▶ Excerto da fonte:

A AHP prevê para este ano uma perda de 46,6 milhões de dormidas e 3,6 mil milhões de receitas. Como é que se pode mitigar os efeitos destas perdas?
Há coisas que não estão ao nosso alcance. Por exemplo, um inquérito feito nos EUA para saber quando é que os americanos estão disponíveis para viajar para a Europa aponta que só 10% está disponível para viajar e 45% só depois de uma vacina. Portanto, a primeira questão é termos a vacina. Como não temos a certeza quando a teremos, neste momento o que podemos fazer é incentivar a retoma de ligações e a vinda de turistas. Para incentivarmos a vinda de turistas temos tido um bom resultado a nível sanitário, no quadro da Europa.
À partida temos vantagem em relação a outros e esperamos que isso se possa refletir. Por outro lado, também adotámos medidas de segurança sanitária nos hotéis. Entretanto, nestas novas medidas do Governo [Plano de Estabilização Económica e Social] aparece finalmente o apoio e incentivo às companhias aéreas. Esses incentivos quanto maiores forem, mais gente trarão. Ou seja, há uma questão de segurança sanitária que está relacionada com os aeroportos, aviões, hotéis. A nossa parte [hotéis] foi feita.
Na parte da aviação, tem sido explicado que a filtragem do ar nos aviões está feita de modo a 90% das bactérias não se transmitirem. Em relação aos aeroportos, penso que as medidas de controlo são insuficientes. O controlo de temperatura só assinala 30% dos casos. É insuficiente. Não digo que tenhamos uma quarentena como em Inglaterra. Temos é que dar segurança às pessoas que vêm. Porque não pedir aos turistas que tenham o teste realizado nas últimas 72 horas? É uma coisa que nos confrange não existir nos aeroportos mais controlo. Nem há o controlo sanitário, nem há uma referência à origem.
Que hotéis terão condições para sobreviver a este cenário de grandes perdas?

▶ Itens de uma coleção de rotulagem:

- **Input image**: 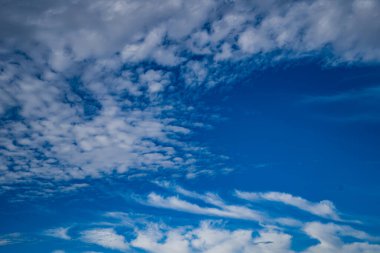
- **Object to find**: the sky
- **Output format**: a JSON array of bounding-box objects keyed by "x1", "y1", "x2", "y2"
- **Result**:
[{"x1": 0, "y1": 0, "x2": 380, "y2": 253}]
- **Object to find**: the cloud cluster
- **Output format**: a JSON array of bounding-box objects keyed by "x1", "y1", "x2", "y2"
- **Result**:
[
  {"x1": 40, "y1": 186, "x2": 380, "y2": 253},
  {"x1": 236, "y1": 191, "x2": 340, "y2": 220},
  {"x1": 0, "y1": 0, "x2": 380, "y2": 196}
]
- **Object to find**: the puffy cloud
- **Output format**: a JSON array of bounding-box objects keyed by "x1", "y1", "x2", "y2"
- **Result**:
[
  {"x1": 44, "y1": 228, "x2": 71, "y2": 240},
  {"x1": 146, "y1": 193, "x2": 263, "y2": 222},
  {"x1": 236, "y1": 191, "x2": 340, "y2": 220},
  {"x1": 131, "y1": 221, "x2": 292, "y2": 253},
  {"x1": 0, "y1": 0, "x2": 380, "y2": 198},
  {"x1": 80, "y1": 228, "x2": 129, "y2": 252}
]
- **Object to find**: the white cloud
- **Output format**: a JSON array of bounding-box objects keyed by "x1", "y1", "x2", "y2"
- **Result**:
[
  {"x1": 44, "y1": 228, "x2": 71, "y2": 240},
  {"x1": 146, "y1": 193, "x2": 264, "y2": 222},
  {"x1": 80, "y1": 228, "x2": 129, "y2": 252},
  {"x1": 236, "y1": 191, "x2": 340, "y2": 220},
  {"x1": 304, "y1": 222, "x2": 380, "y2": 253},
  {"x1": 0, "y1": 0, "x2": 380, "y2": 198},
  {"x1": 131, "y1": 221, "x2": 292, "y2": 253}
]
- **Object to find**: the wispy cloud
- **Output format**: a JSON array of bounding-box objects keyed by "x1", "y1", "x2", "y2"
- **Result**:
[
  {"x1": 235, "y1": 191, "x2": 341, "y2": 220},
  {"x1": 80, "y1": 228, "x2": 129, "y2": 252},
  {"x1": 146, "y1": 193, "x2": 263, "y2": 222},
  {"x1": 44, "y1": 227, "x2": 71, "y2": 240}
]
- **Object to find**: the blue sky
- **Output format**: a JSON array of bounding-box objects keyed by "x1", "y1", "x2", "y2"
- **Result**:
[{"x1": 0, "y1": 0, "x2": 380, "y2": 253}]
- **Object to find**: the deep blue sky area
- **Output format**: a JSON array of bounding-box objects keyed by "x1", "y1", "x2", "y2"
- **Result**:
[
  {"x1": 193, "y1": 64, "x2": 380, "y2": 216},
  {"x1": 0, "y1": 0, "x2": 380, "y2": 253}
]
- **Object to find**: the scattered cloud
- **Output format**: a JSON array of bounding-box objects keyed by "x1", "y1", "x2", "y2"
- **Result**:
[
  {"x1": 146, "y1": 193, "x2": 263, "y2": 222},
  {"x1": 44, "y1": 227, "x2": 71, "y2": 240},
  {"x1": 0, "y1": 0, "x2": 380, "y2": 195},
  {"x1": 235, "y1": 191, "x2": 340, "y2": 220},
  {"x1": 0, "y1": 233, "x2": 24, "y2": 247},
  {"x1": 80, "y1": 228, "x2": 129, "y2": 252}
]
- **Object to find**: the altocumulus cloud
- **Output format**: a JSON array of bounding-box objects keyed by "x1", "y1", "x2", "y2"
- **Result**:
[
  {"x1": 43, "y1": 186, "x2": 380, "y2": 253},
  {"x1": 0, "y1": 0, "x2": 380, "y2": 196}
]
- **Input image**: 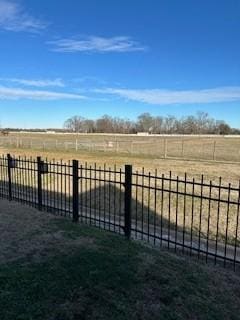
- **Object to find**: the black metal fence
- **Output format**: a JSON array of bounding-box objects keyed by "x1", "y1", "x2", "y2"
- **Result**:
[{"x1": 0, "y1": 155, "x2": 240, "y2": 270}]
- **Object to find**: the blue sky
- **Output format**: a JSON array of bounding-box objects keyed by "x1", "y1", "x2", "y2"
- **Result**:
[{"x1": 0, "y1": 0, "x2": 240, "y2": 128}]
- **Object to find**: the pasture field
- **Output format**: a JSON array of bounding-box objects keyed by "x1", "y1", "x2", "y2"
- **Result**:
[
  {"x1": 1, "y1": 134, "x2": 240, "y2": 255},
  {"x1": 0, "y1": 133, "x2": 240, "y2": 185},
  {"x1": 0, "y1": 133, "x2": 240, "y2": 162}
]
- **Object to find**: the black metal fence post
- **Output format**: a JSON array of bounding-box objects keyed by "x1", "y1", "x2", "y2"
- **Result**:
[
  {"x1": 124, "y1": 165, "x2": 132, "y2": 239},
  {"x1": 37, "y1": 157, "x2": 42, "y2": 211},
  {"x1": 7, "y1": 153, "x2": 12, "y2": 201},
  {"x1": 72, "y1": 160, "x2": 79, "y2": 222}
]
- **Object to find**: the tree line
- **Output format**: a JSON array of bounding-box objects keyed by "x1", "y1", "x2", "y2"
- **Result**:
[{"x1": 63, "y1": 111, "x2": 240, "y2": 135}]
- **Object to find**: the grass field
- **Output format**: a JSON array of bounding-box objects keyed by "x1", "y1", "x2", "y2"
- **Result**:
[
  {"x1": 0, "y1": 133, "x2": 240, "y2": 162},
  {"x1": 1, "y1": 135, "x2": 240, "y2": 254},
  {"x1": 0, "y1": 200, "x2": 240, "y2": 320}
]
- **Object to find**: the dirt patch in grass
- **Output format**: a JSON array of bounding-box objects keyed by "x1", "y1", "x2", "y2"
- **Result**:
[{"x1": 0, "y1": 200, "x2": 94, "y2": 264}]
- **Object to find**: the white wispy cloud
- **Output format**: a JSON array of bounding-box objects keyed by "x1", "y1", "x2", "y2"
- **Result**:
[
  {"x1": 0, "y1": 86, "x2": 87, "y2": 100},
  {"x1": 0, "y1": 0, "x2": 47, "y2": 32},
  {"x1": 0, "y1": 78, "x2": 65, "y2": 88},
  {"x1": 93, "y1": 86, "x2": 240, "y2": 105},
  {"x1": 48, "y1": 36, "x2": 146, "y2": 53}
]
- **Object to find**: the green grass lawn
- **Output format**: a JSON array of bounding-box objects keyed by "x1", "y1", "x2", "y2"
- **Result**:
[{"x1": 0, "y1": 218, "x2": 240, "y2": 320}]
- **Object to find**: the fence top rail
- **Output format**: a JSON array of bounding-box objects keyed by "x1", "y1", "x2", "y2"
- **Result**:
[
  {"x1": 133, "y1": 171, "x2": 240, "y2": 191},
  {"x1": 0, "y1": 154, "x2": 240, "y2": 192}
]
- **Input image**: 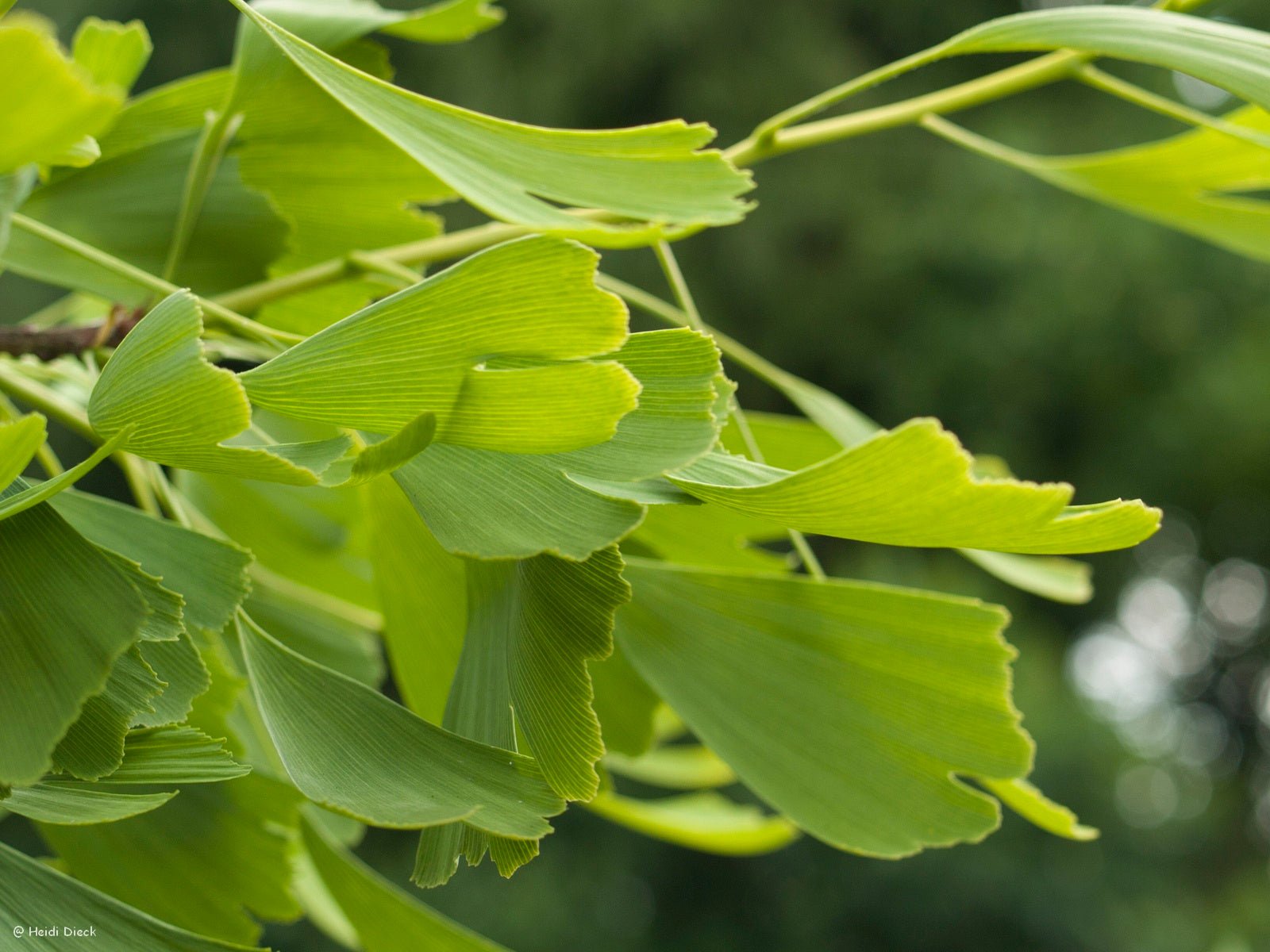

▶ Diretrizes:
**A.** Reproduza sem alterações o trecho do excerto que começa em "Na parte da" e se prolonga até "referência à origem.".
**B.** Com base no excerto, responda a cada pergunta:
(i) Quantas dormidas prevê a AHP perder este ano?
(ii) No inquérito feito nos EUA, que percentagem dos americanos só está disponível para viajar depois de uma vacina?
(iii) Dentro de quantas horas deveria ter sido realizado o teste pedido aos turistas, segundo a proposta apresentada?
Os registos não têm qualquer relação com o excerto.

▶ Resolução dos problemas:
**A.**
Na parte da aviação, tem sido explicado que a filtragem do ar nos aviões está feita de modo a 90% das bactérias não se transmitirem. Em relação aos aeroportos, penso que as medidas de controlo são insuficientes. O controlo de temperatura só assinala 30% dos casos. É insuficiente. Não digo que tenhamos uma quarentena como em Inglaterra. Temos é que dar segurança às pessoas que vêm. Porque não pedir aos turistas que tenham o teste realizado nas últimas 72 horas? É uma coisa que nos confrange não existir nos aeroportos mais controlo. Nem há o controlo sanitário, nem há uma referência à origem.

**B.**
(i) 46,6 milhões de dormidas.
(ii) 45%.
(iii) Nas últimas 72 horas.